◆ Text provided:

You can be free / Or you can live writes Shane McCrae in his critique of white comfort, and exploration of gated interiors within Black consciousness. Naming is stressed as quintessential in In The Language of My Captor by way of unveiling the terrible intimacy in America’s colonial underpinnings. We carry the emotional implications of the names thrust upon us by white supremacy.

Like they would call a nigger Hambone Jones
Because a white boy spotted him       sucking on a ham bone

Probably thinking about his woman
and he’s hungry and he’s poor

They named you for a thing
your hunger made you do

This work, deeply psychological and historically weighted, demonstrates the way Black people are named and known by their poverty. In the Language of My Captor exiles my last name and feeds my first. Shane helps me imagine a world in which we recognized the criminality built around longing, and the severity of christening.

From the captive’s perspective, pity is jarring. A speaker not unlike Ota Benga subverts tropes about darkness and its proximity to death.

And so at first I thought the white men       / Were ghosts
one spoke my language
And said that he had spoken to my father
I did not fear them

thought they had been
whitened by the sun     / Like bones     wandering
I thought I could / Help them
I thought they didn’t

Know they were dead

Cover features a painting of a civil war era military leader, with an american flag tied in their hair.

◆ Natural-language object grounding data:

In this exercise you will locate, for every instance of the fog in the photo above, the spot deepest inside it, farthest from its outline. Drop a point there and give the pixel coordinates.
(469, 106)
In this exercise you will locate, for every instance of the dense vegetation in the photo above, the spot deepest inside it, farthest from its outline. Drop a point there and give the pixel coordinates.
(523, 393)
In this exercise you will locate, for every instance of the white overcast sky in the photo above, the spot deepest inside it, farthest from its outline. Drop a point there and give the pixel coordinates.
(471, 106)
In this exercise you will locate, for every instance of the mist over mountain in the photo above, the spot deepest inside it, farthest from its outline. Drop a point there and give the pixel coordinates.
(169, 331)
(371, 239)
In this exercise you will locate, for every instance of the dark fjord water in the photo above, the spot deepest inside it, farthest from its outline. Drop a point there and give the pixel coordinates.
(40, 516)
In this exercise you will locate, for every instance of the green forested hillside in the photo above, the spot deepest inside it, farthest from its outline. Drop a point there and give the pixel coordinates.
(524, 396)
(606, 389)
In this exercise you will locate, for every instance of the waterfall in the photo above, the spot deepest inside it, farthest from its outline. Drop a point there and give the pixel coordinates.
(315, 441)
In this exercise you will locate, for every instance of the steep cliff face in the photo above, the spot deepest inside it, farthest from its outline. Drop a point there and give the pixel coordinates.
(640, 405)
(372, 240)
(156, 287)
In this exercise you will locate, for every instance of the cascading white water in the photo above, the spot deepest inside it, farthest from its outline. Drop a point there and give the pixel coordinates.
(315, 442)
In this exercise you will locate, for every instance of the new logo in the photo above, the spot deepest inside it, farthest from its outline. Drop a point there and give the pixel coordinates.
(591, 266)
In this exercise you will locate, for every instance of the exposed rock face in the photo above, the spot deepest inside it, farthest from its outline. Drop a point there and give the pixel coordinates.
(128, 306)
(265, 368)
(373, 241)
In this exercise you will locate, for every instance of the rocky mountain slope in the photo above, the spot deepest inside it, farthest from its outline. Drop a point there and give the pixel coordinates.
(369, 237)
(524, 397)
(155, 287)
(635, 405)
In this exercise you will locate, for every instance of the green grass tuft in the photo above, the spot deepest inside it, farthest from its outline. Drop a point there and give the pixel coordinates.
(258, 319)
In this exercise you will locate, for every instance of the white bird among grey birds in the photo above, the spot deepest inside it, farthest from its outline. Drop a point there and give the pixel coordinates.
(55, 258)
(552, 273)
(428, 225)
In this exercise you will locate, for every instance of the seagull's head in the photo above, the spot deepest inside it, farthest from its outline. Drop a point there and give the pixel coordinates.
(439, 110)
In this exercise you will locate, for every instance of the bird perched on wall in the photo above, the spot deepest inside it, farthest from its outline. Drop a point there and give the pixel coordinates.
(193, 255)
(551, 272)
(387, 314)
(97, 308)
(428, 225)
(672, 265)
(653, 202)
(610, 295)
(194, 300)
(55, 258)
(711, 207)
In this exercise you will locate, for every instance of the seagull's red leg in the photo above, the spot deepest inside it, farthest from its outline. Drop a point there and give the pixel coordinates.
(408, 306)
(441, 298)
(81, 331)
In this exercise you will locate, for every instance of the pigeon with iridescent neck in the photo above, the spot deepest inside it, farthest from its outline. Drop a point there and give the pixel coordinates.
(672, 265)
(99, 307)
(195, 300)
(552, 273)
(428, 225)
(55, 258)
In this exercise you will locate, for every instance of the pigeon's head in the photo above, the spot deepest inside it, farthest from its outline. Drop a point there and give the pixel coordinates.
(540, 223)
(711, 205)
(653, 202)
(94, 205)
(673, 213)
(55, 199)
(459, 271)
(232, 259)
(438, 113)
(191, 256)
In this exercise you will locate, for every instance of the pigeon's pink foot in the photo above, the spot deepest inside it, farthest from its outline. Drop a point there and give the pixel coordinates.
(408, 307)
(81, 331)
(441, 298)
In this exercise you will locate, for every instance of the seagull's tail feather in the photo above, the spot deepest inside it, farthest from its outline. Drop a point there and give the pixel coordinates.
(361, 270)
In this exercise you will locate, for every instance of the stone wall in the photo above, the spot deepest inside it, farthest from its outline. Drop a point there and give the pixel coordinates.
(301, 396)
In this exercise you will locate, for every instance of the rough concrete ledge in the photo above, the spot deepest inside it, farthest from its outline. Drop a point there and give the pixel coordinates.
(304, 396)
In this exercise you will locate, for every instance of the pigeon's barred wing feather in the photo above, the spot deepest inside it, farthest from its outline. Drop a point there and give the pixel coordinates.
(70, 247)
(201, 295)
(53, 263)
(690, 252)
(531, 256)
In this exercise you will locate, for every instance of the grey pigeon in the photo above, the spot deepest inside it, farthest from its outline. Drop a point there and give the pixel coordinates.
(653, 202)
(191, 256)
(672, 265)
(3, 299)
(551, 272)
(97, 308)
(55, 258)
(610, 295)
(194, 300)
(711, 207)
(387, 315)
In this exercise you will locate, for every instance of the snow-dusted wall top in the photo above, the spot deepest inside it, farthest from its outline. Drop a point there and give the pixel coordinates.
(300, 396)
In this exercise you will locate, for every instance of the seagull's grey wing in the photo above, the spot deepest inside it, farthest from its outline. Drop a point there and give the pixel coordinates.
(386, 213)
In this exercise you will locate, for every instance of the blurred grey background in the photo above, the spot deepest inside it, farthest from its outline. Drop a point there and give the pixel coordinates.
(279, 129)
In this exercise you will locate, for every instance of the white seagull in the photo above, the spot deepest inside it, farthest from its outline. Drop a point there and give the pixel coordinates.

◆ Instructions to follow:
Proceed with the review of Shane McCrae's In the Language of My Captor, picking up right after its last sentence. The data is separate material and has no connection to the text.

◆ Reply to the exercise:
Wesleyan University Press  |  2017  |  108 pp

Shane’s language dismantles itself by inverting anti-Black connotations. It falls apart and collects itself in breath that feels both highly technical and gut-uttered. When we speak of the possibility of an oppressor position inviting soul deterioration, it is rarely with a serious concern for loss of humanity, and rarely reconciled against enslavement’s high stakes. The question being, did only Black people die social and spiritual deaths during slavery? Trauma doesn’t paint itself neatly within the borders bodies make. Pain is infectious.

In tearing down the bars between master and captor, Shane demonstrates the way whiteness writes itself into a false sense of safety. Power is precarious in ‘Privacy 2’ when language betrays its master.

          / / Perhaps

by privacy he means / This
certainty he has that
The weapons he has made
Will not be used against him

Shane’s work reveals Blackness as an unexpected and subversive voyeur molded by underestimation. By exhibiting what people will do in front of those they have power over, I see the way false trust is born between people who have no intention of relinquishing force and those who know freedom and life cannot exist together in a body.